Jarocinie, dokąd zmierzasz?
Czyli typowy przykład jak zepsuć historyczny festiwal
| Michał Krupski
Festiwal w Jarocinie to chyba najbardziej historyczny festiwal z tych istniejących w naszym kraju. Kiedyś uczestnictwo „na Jarocinie” było powiewem wolności, odskocznią od szarej rzeczywistości oraz doskonałą okazją do posłuchania dobrej muzyki. Nikomu nie trzeba mówić jak ważną rolę odegrał Jarocin zarówno dla polskiego środowiska muzycznego, jak i dla zwykłych fanów muzyki. Nie muszę też przypominać jakie legendy polskiej muzyki wystąpiły na festiwalu, ale zrobię to. Na Jarocinie rodziła się Republika, Oddział Zamknięty, T.Love, Dezerter, czy Hey. Przypomnę też jakie zespoły ważne na całym świecie zagrały na wielkopolskiej scenie. Były to np. New Model Army, Bad Relligion, Prodigy oraz wiele innych uznanych marek. Jak widać nie jest to byle festiwalik, bo raz, że ma wspaniałą historię sięgającą lat 70-tych, a dwa, że jest to jedyny w Wielkopolsce sensowny i duży festiwal plenerowy, skierowany dla uniwersalnego słuchacza.
Jarocin nieprzerwanie trwał od lat 70-tych do 1994 roku. W 2005 postanowiono go reaktywować. Po sukcesie pierwszej reanimowanej edycji, postanowiono wpisać imprezę na stałe w kalendarz i obrano całkowicie nową formułę, która miała być przystosowana do aktualnych czasów. Od tamtej pory na Jarocinie pojawiają się zagraniczni artyści. Wielokrotnie zmieniały się firmy organizujące wydarzenie. Były to doskonale nam znane agencje z Poznania, ale też takie mniej znane w Polsce. W tym roku okazało się, że organizatora nie ma w ogóle i nikt nie złożył oferty miastu Jarocin na organizację eventu. Miasto postanowiło wziąć sprawę w swoje ręce i całkowicie się skompromitowało tym ruchem.
Jeszcze kilka tygodni temu, tegoroczny Jarocin był zaplanowany na 3 dni. Niedawno ogłoszono, że jednak będą to 2 dni festiwalowe. W dniu dzisiejszym odbyła się konferencja prasowa podczas, której dowiedzieliśmy się kto zagra tego lata. Tak jak przewidywaliśmy będą to zespoły Dżem i Cree, ponieważ wcześniej już ogłoszono, że tegoroczna edycja odbędzie się pod hasłem „Motyw Riedel”. Headlinerami będą również Renata Przemyk, Piotr Cugowski, Tabu, Grubson, Sidney Polak, Mrozu, Happysad czy Lemon. Czy tak powinien być obsadzony Jarocin? Oddajmy zatem głos uczestnikom, którzy komentują dzisiejsze ogłoszenia:
Albert:
„Wczoraj rano rozmawiałem ze znajomą i tak to wyglądało:
-Może Jarocin w tym roku?
-Czemu nie. Fajnie byłoby tam pojechać.

■ **POLECENIE A**
Sprawdź, czy poniższe stwierdzenia zgadzają się z tekstem o festiwalu w Jarocinie. Przy każdym odpowiedz „tak” lub „nie” i przytocz dosłownie rozstrzygające słowa tekstu: (i) Festiwal odbywał się bez przerwy do 1994 roku. (ii) Tegoroczna edycja potrwa trzy dni. (iii) Festiwal reaktywowano w 2005 roku.
■ **POLECENIE B**
Przepisz wiernie fragment tekstu o festiwalu w Jarocinie od słów „Jeszcze kilka tygodni” do słów „w tym roku?”.
■ **POLECENIE C**
Przedstaw w formie krótkiej listy akapit tekstu o festiwalu w Jarocinie zaczynający się od słów „Jarocin nieprzerwanie trwał”. Zachowaj jego najważniejsze fakty.

■ **ZEBRANE DANE**
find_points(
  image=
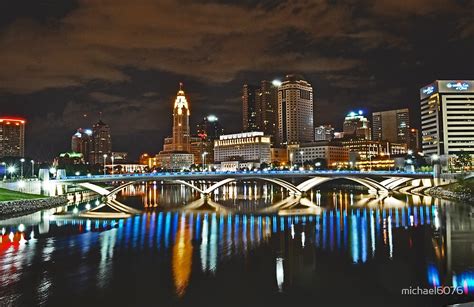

■ **OCZEKIWANA ODPOWIEDŹ A**
(i) Tak: „Jarocin nieprzerwanie trwał od lat 70-tych do 1994 roku.”
(ii) Nie: „Niedawno ogłoszono, że jednak będą to 2 dni festiwalowe.”
(iii) Tak: „W 2005 postanowiono go reaktywować.”

■ **OCZEKIWANA ODPOWIEDŹ B**
Jeszcze kilka tygodni temu, tegoroczny Jarocin był zaplanowany na 3 dni. Niedawno ogłoszono, że jednak będą to 2 dni festiwalowe. W dniu dzisiejszym odbyła się konferencja prasowa podczas, której dowiedzieliśmy się kto zagra tego lata. Tak jak przewidywaliśmy będą to zespoły Dżem i Cree, ponieważ wcześniej już ogłoszono, że tegoroczna edycja odbędzie się pod hasłem „Motyw Riedel”. Headlinerami będą również Renata Przemyk, Piotr Cugowski, Tabu, Grubson, Sidney Polak, Mrozu, Happysad czy Lemon. Czy tak powinien być obsadzony Jarocin? Oddajmy zatem głos uczestnikom, którzy komentują dzisiejsze ogłoszenia:
Albert:
„Wczoraj rano rozmawiałem ze znajomą i tak to wyglądało:
-Może Jarocin w tym roku?

■ **OCZEKIWANA ODPOWIEDŹ C**
- Festiwal odbywał się bez przerwy od lat 70. do 1994 roku.
- W 2005 roku postanowiono go reaktywować.
- Po sukcesie pierwszej wznowionej edycji imprezę wpisano na stałe do kalendarza. Przyjęto wtedy nową formułę, dostosowaną do obecnych czasów.
- Od tego czasu na festiwalu występują zagraniczni artyści.
- Firmy organizujące wydarzenie wielokrotnie się zmieniały. Były wśród nich dobrze znane agencje z Poznania oraz firmy mniej znane w Polsce.
- W tym roku nikt nie złożył miastu Jarocin oferty na organizację wydarzenia.
- Miasto samo zajęło się organizacją i według tekstu całkowicie się tym skompromitowało.